START
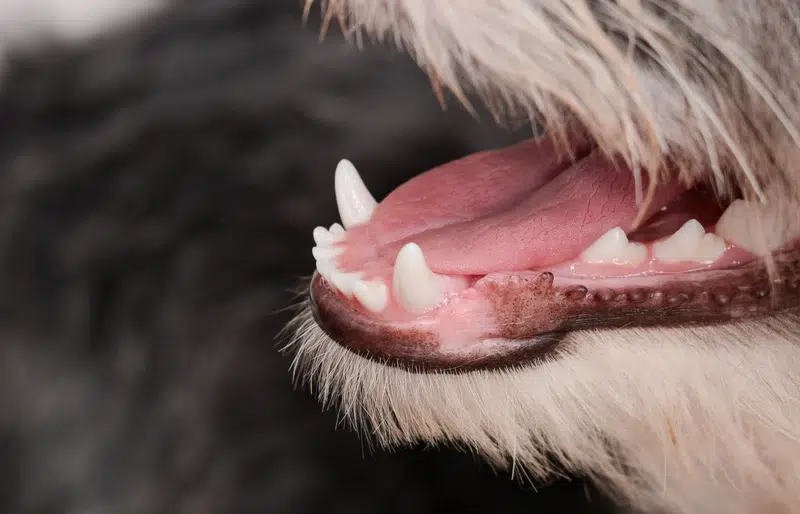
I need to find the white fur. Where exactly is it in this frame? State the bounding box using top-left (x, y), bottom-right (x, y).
top-left (290, 306), bottom-right (800, 514)
top-left (309, 0), bottom-right (800, 207)
top-left (0, 0), bottom-right (161, 70)
top-left (293, 0), bottom-right (800, 514)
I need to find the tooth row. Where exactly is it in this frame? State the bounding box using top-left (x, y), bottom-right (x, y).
top-left (716, 195), bottom-right (800, 256)
top-left (581, 227), bottom-right (647, 266)
top-left (311, 159), bottom-right (444, 312)
top-left (653, 219), bottom-right (726, 264)
top-left (581, 219), bottom-right (727, 266)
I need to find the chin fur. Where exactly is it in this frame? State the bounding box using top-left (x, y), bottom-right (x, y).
top-left (289, 304), bottom-right (800, 514)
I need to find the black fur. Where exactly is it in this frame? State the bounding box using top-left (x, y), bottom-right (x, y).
top-left (0, 0), bottom-right (616, 514)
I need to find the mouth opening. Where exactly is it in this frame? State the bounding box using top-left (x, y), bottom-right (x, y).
top-left (311, 137), bottom-right (798, 369)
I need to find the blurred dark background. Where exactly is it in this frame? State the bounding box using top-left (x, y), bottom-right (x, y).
top-left (0, 0), bottom-right (616, 514)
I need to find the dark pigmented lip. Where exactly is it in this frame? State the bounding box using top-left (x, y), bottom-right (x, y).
top-left (311, 249), bottom-right (800, 372)
top-left (310, 273), bottom-right (563, 371)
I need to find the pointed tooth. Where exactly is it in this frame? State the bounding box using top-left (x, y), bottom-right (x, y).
top-left (334, 159), bottom-right (378, 228)
top-left (715, 200), bottom-right (800, 256)
top-left (581, 227), bottom-right (647, 266)
top-left (328, 223), bottom-right (347, 243)
top-left (311, 246), bottom-right (344, 261)
top-left (392, 243), bottom-right (444, 312)
top-left (314, 227), bottom-right (334, 246)
top-left (353, 280), bottom-right (389, 313)
top-left (653, 219), bottom-right (706, 263)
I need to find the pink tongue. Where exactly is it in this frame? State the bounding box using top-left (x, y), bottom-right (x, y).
top-left (369, 138), bottom-right (684, 275)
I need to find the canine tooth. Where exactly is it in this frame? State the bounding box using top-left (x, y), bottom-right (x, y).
top-left (581, 227), bottom-right (647, 266)
top-left (334, 159), bottom-right (378, 228)
top-left (716, 200), bottom-right (800, 256)
top-left (314, 227), bottom-right (334, 246)
top-left (353, 280), bottom-right (389, 312)
top-left (311, 246), bottom-right (344, 261)
top-left (653, 219), bottom-right (725, 263)
top-left (328, 223), bottom-right (347, 243)
top-left (392, 243), bottom-right (444, 311)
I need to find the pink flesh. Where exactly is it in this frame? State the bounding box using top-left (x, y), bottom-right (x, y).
top-left (339, 135), bottom-right (686, 275)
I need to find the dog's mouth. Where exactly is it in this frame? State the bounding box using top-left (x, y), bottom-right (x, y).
top-left (311, 134), bottom-right (800, 369)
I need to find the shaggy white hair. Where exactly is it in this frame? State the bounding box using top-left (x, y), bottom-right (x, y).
top-left (288, 311), bottom-right (800, 514)
top-left (292, 0), bottom-right (800, 513)
top-left (0, 0), bottom-right (162, 67)
top-left (306, 0), bottom-right (800, 208)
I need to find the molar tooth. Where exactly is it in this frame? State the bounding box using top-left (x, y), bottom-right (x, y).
top-left (314, 227), bottom-right (334, 246)
top-left (716, 200), bottom-right (800, 256)
top-left (353, 280), bottom-right (389, 313)
top-left (334, 159), bottom-right (378, 228)
top-left (653, 219), bottom-right (725, 263)
top-left (392, 243), bottom-right (444, 312)
top-left (581, 227), bottom-right (647, 266)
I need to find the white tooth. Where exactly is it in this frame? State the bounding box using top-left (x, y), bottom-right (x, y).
top-left (311, 246), bottom-right (344, 261)
top-left (392, 243), bottom-right (444, 312)
top-left (581, 227), bottom-right (647, 266)
top-left (334, 159), bottom-right (378, 228)
top-left (328, 223), bottom-right (347, 243)
top-left (715, 200), bottom-right (800, 256)
top-left (353, 280), bottom-right (389, 312)
top-left (653, 219), bottom-right (725, 263)
top-left (314, 227), bottom-right (334, 246)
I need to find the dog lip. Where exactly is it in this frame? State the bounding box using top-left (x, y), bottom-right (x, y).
top-left (309, 273), bottom-right (564, 372)
top-left (310, 248), bottom-right (800, 372)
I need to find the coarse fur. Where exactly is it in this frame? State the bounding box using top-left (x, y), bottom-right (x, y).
top-left (0, 0), bottom-right (620, 514)
top-left (290, 0), bottom-right (800, 514)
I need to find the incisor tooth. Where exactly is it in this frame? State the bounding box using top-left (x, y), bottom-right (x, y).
top-left (653, 219), bottom-right (725, 264)
top-left (328, 223), bottom-right (347, 243)
top-left (715, 200), bottom-right (800, 256)
top-left (314, 227), bottom-right (334, 246)
top-left (392, 243), bottom-right (444, 312)
top-left (334, 159), bottom-right (378, 228)
top-left (581, 227), bottom-right (647, 266)
top-left (353, 280), bottom-right (389, 312)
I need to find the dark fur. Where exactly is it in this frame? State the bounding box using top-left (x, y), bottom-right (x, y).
top-left (0, 0), bottom-right (603, 514)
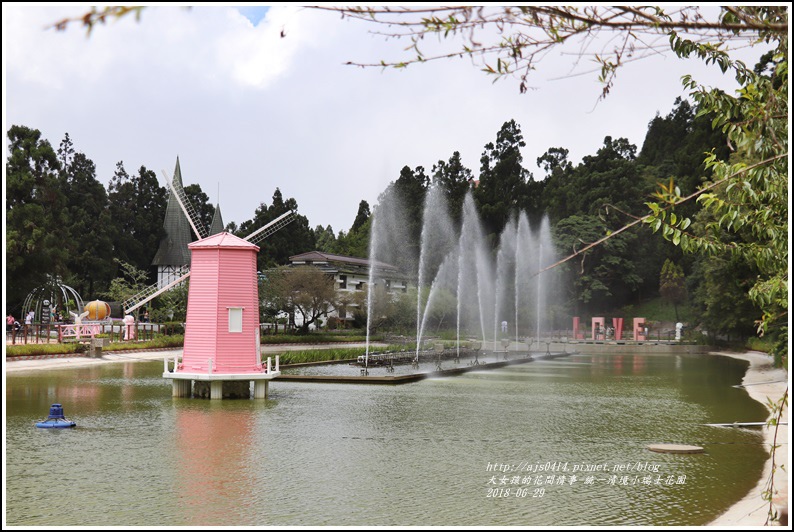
END
### Required work
Repeat all of the items above verbatim and in their original order, leaving out the pictures.

### Right answer
I need to find the white fur. Where exactly is it in this frame? State the bounding box using top-left (x, y), bottom-right (x, y).
top-left (290, 306), bottom-right (800, 514)
top-left (309, 0), bottom-right (800, 207)
top-left (0, 0), bottom-right (161, 70)
top-left (293, 0), bottom-right (800, 514)
I need to find the tooth row. Where exactly is it in this frame? State the bounding box using top-left (x, y), bottom-right (x, y).
top-left (716, 195), bottom-right (800, 256)
top-left (581, 227), bottom-right (647, 266)
top-left (311, 159), bottom-right (444, 312)
top-left (653, 219), bottom-right (726, 264)
top-left (581, 219), bottom-right (727, 266)
I need to find the chin fur. Where exactly is it in this frame? State the bounding box using top-left (x, y), bottom-right (x, y).
top-left (289, 304), bottom-right (800, 514)
I need to find the black fur. Where exactly is it in this frame? State the bounding box using top-left (x, y), bottom-right (x, y).
top-left (0, 0), bottom-right (616, 514)
I need to find the mouth opening. Where exactly is it in this frame? State the bounding box using top-left (x, y), bottom-right (x, y).
top-left (311, 137), bottom-right (798, 369)
I need to find the blurred dark background. Where exactly is it in this frame? State the bounding box using top-left (x, y), bottom-right (x, y).
top-left (0, 0), bottom-right (616, 514)
I need to find the dark pigmented lip. Where exactly is it in this frame? State the bounding box using top-left (x, y), bottom-right (x, y).
top-left (311, 249), bottom-right (800, 372)
top-left (310, 273), bottom-right (563, 371)
I need to find the pointed tooth. Where exactly is it in this frame? State the bounding box using top-left (x, y), bottom-right (x, y).
top-left (334, 159), bottom-right (378, 228)
top-left (715, 200), bottom-right (800, 256)
top-left (581, 227), bottom-right (647, 266)
top-left (328, 223), bottom-right (347, 243)
top-left (311, 246), bottom-right (344, 261)
top-left (392, 243), bottom-right (444, 312)
top-left (314, 227), bottom-right (334, 246)
top-left (353, 280), bottom-right (389, 313)
top-left (653, 219), bottom-right (706, 263)
I need to find the pink tongue. Where exactly is it in this frame? State the bounding box using top-left (x, y), bottom-right (x, y).
top-left (369, 138), bottom-right (684, 275)
I need to find the canine tooth. Where exactly is it in this frame? State the bounding box using top-left (x, y), bottom-right (x, y).
top-left (581, 227), bottom-right (647, 266)
top-left (334, 159), bottom-right (378, 228)
top-left (716, 200), bottom-right (800, 256)
top-left (314, 227), bottom-right (334, 246)
top-left (353, 280), bottom-right (389, 312)
top-left (311, 246), bottom-right (344, 261)
top-left (653, 219), bottom-right (725, 263)
top-left (328, 223), bottom-right (347, 243)
top-left (392, 243), bottom-right (444, 311)
I need to find the pink flesh. Where exactly is it in this frame? State the bounding box using top-left (x, y), bottom-right (x, y).
top-left (339, 135), bottom-right (686, 275)
I need to find the dog's mouth. Where exactly is it in this frame? State the bounding box using top-left (x, y), bottom-right (x, y).
top-left (311, 134), bottom-right (800, 369)
I need to find the shaggy white hair. Where exactly is it in this frame? State the bounding box using top-left (x, y), bottom-right (x, y).
top-left (288, 311), bottom-right (800, 514)
top-left (292, 0), bottom-right (800, 513)
top-left (0, 0), bottom-right (162, 67)
top-left (306, 0), bottom-right (800, 208)
I need to find the molar tooth. Where exactly is it in this frame? State the bounding box using top-left (x, y), bottom-right (x, y).
top-left (314, 227), bottom-right (334, 246)
top-left (716, 200), bottom-right (800, 256)
top-left (353, 280), bottom-right (389, 313)
top-left (334, 159), bottom-right (378, 228)
top-left (653, 219), bottom-right (725, 263)
top-left (392, 243), bottom-right (444, 312)
top-left (581, 227), bottom-right (647, 266)
I need to find the white tooth. Where exactly is it in this frame? State the bounding box using top-left (x, y), bottom-right (x, y).
top-left (311, 246), bottom-right (344, 261)
top-left (392, 243), bottom-right (444, 312)
top-left (581, 227), bottom-right (647, 266)
top-left (334, 159), bottom-right (378, 228)
top-left (328, 223), bottom-right (347, 243)
top-left (715, 200), bottom-right (800, 256)
top-left (353, 280), bottom-right (389, 312)
top-left (653, 219), bottom-right (725, 263)
top-left (314, 227), bottom-right (334, 246)
I need to find the dog lip. Where exactly is it in this frame? State the bounding box using top-left (x, y), bottom-right (x, y).
top-left (309, 273), bottom-right (564, 372)
top-left (310, 248), bottom-right (800, 372)
I need to find the coarse fur. Where exactly is it in this frame? State the bounding box using top-left (x, y), bottom-right (x, y).
top-left (0, 0), bottom-right (620, 514)
top-left (290, 0), bottom-right (800, 514)
I need to find the incisor tooth. Where exactly is it in this frame? State the bounding box using top-left (x, y), bottom-right (x, y).
top-left (653, 219), bottom-right (725, 264)
top-left (328, 223), bottom-right (347, 243)
top-left (715, 200), bottom-right (800, 256)
top-left (314, 227), bottom-right (334, 246)
top-left (392, 243), bottom-right (444, 312)
top-left (334, 159), bottom-right (378, 228)
top-left (581, 227), bottom-right (647, 266)
top-left (353, 280), bottom-right (389, 312)
I need to find the dark fur. Where exactly is it in this frame? State the bounding box using top-left (x, y), bottom-right (x, y).
top-left (0, 0), bottom-right (603, 514)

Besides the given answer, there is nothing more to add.